> Short problem
How many lines in the rows below contain the word "plastic"? Give only the number.

> Data lines
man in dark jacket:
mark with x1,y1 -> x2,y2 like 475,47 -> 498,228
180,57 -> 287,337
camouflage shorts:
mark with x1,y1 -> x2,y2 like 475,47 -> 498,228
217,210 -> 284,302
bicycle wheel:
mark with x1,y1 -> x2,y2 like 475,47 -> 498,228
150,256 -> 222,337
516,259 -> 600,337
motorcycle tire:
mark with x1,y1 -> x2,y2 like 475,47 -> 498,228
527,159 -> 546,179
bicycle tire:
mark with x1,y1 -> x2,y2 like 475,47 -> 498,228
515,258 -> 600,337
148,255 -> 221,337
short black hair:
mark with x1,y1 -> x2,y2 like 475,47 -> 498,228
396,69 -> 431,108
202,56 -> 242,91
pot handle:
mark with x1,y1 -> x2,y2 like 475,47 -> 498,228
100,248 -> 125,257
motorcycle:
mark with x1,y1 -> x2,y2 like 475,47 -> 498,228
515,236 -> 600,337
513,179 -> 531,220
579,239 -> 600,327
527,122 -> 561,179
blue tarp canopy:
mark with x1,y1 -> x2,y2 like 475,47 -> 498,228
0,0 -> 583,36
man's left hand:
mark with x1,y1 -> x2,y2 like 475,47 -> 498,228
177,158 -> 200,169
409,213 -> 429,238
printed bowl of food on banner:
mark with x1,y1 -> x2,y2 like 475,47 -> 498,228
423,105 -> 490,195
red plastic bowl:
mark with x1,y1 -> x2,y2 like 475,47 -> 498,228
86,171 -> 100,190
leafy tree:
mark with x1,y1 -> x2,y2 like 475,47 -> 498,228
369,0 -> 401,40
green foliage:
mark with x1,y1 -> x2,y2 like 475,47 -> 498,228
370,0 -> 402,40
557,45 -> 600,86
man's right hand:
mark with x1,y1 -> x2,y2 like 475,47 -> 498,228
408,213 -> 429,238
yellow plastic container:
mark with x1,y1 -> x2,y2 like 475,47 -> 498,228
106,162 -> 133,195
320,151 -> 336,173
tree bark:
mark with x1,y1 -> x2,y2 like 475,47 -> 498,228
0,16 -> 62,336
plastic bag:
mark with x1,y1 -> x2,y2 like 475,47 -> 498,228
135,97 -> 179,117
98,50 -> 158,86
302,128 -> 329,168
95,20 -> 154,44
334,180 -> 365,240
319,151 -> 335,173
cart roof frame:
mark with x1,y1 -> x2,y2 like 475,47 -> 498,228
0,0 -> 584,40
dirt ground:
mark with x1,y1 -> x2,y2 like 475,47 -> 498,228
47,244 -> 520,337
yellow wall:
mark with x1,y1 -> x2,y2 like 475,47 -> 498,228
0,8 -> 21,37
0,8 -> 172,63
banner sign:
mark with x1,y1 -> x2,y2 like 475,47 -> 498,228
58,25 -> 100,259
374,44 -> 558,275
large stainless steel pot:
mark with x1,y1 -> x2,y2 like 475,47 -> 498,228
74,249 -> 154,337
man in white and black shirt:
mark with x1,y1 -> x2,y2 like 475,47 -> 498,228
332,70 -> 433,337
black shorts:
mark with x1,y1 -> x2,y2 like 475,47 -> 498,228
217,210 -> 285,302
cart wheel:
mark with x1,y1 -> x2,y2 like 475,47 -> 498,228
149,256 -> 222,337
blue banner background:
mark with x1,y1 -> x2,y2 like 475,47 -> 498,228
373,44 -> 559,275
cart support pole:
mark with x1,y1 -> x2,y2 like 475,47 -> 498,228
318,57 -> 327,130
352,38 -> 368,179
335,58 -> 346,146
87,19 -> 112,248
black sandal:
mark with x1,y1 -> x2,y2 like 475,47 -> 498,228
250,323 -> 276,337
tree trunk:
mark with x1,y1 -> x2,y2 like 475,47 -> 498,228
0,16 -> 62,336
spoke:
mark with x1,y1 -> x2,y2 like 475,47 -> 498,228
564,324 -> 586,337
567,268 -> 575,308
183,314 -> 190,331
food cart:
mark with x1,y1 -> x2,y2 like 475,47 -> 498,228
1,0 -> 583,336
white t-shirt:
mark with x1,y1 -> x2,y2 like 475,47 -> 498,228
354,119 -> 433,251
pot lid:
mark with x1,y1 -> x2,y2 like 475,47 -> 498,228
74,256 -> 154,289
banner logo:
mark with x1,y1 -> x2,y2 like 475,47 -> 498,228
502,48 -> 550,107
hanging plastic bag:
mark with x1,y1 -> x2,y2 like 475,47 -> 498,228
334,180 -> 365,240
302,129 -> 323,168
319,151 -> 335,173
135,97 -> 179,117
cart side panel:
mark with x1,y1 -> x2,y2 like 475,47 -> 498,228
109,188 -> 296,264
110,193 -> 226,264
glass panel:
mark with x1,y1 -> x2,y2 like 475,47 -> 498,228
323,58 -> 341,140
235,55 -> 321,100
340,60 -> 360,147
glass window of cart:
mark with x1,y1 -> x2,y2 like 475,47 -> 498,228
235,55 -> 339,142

> Task answer
4